== Supplied passage ==

Council scores with Miracle League support

As the October nights turn crisp, and competition heats up in the Major Leagues, it’s easy to get nostalgic about baseball, a leading American pastime.

What happened on Monday should make all baseball fans cheer.

No, we’re not talking about the historic game between the Cubs and the Brewers.

The other thing that happened on Monday — the really life-changing thing — is that the Dubuque City Council took steps to bring baseball into the lives of kids with disabilities in the form of a Miracle League Park.

Volunteers have worked for years to bring to Dubuque a Miracle League Park — a place where children with physical and mental limitations have the opportunity to play baseball. Games take place on a special, rubberized-surface playing field designed to accommodate children who use wheelchairs or other equipment, or who would benefit by this sort of venue.

Merle Santjer and Tom Witry led the volunteer effort to bring the field to Dubuque. And this week, the Dubuque City Council joined the team, approving a development agreement allowing the handicapped-accessible ballfield and playground to be built at the city-owned Veterans Memorial Park. The city would be in charge of day-to-day maintenance of all park amenities, including the field, playground and a new pavilion featuring restrooms, classrooms and a concession area.

===

What you need to do:
Copy the Miracle League text from "The other thing" up to and including "Miracle League Park.", renaming "kids" as "children" wherever it appears. You can set the data aside; it plays no part here.

== Information supplied ==

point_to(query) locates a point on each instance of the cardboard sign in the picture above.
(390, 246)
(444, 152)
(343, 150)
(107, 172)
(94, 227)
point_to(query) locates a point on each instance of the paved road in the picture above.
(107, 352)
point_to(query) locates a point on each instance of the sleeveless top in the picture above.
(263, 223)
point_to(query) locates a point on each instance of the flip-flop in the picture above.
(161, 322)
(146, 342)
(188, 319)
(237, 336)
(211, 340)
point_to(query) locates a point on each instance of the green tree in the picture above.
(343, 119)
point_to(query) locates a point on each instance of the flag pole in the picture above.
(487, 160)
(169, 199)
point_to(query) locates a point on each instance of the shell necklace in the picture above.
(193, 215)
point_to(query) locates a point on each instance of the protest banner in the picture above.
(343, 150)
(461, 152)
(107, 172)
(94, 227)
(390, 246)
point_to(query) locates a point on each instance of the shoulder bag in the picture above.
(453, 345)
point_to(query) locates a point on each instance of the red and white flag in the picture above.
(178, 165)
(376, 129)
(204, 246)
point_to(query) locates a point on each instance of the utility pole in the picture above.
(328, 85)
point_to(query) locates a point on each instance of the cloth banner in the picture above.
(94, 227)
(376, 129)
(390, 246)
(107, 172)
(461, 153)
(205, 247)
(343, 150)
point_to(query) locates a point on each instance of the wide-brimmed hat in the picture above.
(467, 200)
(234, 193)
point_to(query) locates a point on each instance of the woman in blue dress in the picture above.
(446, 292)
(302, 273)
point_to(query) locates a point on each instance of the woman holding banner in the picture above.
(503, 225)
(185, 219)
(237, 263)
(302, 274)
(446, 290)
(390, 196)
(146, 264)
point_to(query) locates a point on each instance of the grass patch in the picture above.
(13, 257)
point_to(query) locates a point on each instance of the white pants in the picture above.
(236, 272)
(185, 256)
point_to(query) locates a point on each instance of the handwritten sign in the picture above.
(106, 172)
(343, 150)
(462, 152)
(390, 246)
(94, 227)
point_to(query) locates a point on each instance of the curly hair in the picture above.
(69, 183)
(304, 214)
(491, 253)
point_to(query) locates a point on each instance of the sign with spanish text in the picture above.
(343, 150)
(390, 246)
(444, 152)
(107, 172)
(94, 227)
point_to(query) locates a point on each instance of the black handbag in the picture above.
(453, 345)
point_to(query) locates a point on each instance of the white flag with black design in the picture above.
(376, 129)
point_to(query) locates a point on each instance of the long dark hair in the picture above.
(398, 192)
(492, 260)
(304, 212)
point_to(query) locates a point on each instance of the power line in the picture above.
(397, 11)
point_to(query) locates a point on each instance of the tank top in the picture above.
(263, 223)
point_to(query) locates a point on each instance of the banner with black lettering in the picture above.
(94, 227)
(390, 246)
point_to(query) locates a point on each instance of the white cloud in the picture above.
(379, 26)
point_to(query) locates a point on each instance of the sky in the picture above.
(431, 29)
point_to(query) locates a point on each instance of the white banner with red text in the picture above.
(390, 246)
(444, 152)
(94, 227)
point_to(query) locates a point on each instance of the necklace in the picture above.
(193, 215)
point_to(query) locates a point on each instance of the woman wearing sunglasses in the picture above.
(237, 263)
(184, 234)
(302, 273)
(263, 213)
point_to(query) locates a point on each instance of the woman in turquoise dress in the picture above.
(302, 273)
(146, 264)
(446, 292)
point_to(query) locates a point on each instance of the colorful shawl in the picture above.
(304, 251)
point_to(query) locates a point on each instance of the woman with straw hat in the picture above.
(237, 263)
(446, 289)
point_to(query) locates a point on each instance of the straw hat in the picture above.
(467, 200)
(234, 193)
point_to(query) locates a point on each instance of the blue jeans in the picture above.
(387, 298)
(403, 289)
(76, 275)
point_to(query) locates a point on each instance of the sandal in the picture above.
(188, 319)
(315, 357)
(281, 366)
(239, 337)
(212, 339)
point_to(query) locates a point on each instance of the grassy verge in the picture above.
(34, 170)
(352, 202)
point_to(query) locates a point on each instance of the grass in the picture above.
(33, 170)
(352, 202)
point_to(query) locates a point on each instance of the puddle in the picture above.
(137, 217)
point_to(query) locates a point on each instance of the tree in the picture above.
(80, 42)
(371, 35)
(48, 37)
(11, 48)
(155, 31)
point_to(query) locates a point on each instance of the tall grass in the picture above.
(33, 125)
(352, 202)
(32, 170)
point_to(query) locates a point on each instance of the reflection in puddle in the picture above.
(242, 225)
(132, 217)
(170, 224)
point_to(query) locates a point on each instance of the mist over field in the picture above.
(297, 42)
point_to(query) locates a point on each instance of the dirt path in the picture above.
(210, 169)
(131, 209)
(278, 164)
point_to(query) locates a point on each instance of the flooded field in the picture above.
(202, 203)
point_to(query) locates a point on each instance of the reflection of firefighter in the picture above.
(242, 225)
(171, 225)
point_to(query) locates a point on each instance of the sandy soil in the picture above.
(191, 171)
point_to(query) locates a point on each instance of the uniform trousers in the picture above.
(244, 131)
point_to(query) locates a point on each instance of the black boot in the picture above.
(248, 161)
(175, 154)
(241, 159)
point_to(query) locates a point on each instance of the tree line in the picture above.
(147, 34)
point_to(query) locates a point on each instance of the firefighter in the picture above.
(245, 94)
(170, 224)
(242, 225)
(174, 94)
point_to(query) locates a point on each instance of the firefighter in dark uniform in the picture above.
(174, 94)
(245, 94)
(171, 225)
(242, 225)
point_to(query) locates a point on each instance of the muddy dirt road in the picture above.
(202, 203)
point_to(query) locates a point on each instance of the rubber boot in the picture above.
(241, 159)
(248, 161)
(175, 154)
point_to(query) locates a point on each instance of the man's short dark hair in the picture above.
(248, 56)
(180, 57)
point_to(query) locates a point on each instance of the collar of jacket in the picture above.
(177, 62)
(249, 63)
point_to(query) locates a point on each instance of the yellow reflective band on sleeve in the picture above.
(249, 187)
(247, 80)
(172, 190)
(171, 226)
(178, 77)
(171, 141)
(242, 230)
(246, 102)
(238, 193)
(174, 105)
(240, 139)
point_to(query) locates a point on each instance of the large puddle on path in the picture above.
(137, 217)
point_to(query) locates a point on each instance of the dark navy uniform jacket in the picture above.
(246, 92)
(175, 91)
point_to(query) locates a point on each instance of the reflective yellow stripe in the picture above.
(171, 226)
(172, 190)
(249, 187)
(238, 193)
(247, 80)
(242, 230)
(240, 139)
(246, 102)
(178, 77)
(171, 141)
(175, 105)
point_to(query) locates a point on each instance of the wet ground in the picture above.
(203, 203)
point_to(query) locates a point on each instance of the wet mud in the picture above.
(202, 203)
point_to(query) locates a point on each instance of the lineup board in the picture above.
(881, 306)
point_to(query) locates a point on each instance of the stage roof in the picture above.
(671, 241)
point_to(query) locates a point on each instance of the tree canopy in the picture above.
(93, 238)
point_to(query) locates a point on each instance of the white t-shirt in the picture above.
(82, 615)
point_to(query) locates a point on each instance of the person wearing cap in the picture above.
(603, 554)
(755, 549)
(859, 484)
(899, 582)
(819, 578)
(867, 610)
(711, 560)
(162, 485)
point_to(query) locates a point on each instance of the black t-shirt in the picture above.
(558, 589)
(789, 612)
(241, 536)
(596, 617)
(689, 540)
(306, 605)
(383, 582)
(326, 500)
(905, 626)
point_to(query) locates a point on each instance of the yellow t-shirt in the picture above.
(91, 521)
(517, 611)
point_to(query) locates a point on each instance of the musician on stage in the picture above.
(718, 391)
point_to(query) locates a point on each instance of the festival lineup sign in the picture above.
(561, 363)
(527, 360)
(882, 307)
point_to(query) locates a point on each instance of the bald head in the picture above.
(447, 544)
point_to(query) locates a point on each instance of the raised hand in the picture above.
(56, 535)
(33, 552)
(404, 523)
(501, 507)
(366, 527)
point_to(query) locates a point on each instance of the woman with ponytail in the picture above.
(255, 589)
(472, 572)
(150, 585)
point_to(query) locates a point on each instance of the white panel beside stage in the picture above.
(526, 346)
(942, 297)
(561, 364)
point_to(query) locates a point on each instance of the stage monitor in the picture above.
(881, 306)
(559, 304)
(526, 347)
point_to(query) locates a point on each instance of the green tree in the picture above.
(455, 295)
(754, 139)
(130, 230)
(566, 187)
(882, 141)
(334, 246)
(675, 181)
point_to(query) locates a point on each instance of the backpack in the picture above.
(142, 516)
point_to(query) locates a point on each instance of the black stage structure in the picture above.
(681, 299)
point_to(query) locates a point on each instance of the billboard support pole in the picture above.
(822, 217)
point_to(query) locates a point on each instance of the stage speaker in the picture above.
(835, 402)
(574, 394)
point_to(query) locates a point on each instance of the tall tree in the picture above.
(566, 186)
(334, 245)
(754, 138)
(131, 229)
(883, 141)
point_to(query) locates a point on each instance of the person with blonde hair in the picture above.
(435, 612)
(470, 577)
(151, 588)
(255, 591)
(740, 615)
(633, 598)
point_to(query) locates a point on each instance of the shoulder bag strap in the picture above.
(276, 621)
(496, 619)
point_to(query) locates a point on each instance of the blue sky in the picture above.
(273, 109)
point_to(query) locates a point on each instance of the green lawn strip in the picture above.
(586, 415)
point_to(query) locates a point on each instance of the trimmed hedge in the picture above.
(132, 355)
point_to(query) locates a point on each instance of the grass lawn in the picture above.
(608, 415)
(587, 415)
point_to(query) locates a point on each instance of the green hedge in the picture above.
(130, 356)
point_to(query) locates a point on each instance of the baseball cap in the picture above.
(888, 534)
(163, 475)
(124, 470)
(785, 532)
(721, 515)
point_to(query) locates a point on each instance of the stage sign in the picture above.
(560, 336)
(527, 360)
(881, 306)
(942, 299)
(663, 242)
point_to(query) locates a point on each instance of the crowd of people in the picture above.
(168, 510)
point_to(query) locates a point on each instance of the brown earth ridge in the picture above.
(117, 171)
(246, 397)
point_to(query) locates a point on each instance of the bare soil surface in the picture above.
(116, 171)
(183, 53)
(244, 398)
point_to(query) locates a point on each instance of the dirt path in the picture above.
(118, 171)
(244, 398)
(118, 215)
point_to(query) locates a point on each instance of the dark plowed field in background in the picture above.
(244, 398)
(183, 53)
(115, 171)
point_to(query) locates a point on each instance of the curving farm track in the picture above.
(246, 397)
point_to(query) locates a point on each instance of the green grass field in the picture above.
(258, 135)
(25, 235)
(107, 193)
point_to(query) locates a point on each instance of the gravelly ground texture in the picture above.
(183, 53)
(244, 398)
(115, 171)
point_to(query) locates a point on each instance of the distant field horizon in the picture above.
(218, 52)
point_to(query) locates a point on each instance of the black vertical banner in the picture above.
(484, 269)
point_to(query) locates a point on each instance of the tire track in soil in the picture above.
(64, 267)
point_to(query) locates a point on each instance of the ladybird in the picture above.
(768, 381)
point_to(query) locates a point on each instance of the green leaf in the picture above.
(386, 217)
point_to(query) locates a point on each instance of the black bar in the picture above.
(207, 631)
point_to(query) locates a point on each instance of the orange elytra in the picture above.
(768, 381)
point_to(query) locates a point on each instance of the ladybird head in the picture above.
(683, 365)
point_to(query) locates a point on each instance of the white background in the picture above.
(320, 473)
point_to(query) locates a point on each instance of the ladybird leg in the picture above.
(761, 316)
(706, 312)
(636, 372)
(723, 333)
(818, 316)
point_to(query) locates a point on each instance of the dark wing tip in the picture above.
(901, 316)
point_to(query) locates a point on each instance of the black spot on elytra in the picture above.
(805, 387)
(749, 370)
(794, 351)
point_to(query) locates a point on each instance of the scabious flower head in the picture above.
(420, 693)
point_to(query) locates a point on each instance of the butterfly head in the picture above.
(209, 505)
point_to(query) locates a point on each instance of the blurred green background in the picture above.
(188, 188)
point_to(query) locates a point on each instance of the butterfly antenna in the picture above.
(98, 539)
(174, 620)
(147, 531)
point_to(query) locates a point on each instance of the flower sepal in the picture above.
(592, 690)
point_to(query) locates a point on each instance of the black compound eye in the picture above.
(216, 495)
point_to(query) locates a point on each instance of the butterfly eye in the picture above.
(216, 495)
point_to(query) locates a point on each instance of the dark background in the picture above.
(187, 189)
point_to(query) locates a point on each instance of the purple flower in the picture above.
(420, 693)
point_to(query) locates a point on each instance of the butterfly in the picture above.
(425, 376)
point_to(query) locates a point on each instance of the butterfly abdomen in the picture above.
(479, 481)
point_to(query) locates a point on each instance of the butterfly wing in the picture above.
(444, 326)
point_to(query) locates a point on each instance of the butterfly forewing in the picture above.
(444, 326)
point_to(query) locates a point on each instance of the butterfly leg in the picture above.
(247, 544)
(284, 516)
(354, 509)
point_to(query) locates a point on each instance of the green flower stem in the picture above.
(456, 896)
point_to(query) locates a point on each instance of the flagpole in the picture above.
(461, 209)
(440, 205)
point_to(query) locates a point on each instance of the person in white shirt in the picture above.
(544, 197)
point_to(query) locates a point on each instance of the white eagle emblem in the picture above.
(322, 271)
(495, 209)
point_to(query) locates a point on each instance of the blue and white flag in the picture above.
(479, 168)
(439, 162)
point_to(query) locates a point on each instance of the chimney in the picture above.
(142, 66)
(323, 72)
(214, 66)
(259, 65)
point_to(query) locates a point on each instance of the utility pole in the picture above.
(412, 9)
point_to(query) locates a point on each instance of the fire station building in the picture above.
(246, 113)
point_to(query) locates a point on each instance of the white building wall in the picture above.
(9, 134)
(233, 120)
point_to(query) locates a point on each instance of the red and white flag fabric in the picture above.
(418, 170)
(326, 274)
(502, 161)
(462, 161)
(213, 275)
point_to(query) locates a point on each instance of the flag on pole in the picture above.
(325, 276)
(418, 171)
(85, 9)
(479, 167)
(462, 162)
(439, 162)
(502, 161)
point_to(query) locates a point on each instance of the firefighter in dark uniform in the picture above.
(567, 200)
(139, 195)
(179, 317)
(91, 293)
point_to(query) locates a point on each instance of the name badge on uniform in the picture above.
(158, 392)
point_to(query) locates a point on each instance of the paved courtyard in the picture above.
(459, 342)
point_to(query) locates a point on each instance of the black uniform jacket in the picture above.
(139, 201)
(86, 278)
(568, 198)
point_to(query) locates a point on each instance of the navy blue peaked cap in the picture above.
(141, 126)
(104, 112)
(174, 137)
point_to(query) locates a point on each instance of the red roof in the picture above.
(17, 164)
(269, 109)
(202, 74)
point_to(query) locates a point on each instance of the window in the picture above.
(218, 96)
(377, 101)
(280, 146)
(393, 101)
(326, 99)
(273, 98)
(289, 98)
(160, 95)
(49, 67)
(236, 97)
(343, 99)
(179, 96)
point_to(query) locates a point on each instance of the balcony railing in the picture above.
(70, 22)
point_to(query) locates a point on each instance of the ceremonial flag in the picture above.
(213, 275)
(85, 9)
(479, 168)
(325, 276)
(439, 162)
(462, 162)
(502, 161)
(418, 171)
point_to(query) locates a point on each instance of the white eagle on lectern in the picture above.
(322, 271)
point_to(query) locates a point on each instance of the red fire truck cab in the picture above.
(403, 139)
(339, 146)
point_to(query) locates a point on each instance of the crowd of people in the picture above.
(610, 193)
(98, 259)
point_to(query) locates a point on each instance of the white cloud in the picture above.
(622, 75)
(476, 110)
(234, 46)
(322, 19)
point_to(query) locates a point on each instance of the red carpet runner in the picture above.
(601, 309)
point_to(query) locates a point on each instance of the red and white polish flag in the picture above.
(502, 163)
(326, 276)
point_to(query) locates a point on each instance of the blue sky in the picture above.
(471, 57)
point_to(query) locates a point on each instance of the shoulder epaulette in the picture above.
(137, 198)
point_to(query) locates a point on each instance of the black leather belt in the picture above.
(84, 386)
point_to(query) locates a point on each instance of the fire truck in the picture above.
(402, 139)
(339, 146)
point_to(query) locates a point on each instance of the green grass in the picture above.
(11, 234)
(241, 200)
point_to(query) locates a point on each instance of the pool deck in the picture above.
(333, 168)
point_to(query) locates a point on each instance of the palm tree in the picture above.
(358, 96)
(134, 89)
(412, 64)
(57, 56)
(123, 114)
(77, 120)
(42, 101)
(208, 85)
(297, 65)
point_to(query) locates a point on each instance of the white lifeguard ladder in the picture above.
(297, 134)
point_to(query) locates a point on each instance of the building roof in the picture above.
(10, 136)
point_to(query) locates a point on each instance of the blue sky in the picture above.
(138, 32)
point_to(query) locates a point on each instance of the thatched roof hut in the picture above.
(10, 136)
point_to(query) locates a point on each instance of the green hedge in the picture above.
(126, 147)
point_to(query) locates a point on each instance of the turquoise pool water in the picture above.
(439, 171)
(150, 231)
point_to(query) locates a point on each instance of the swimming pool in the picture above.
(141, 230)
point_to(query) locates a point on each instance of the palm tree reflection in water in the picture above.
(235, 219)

===

Reply to the exercise:
The other thing that happened on Monday — the really life-changing thing — is that the Dubuque City Council took steps to bring baseball into the lives of children with disabilities in the form of a Miracle League Park.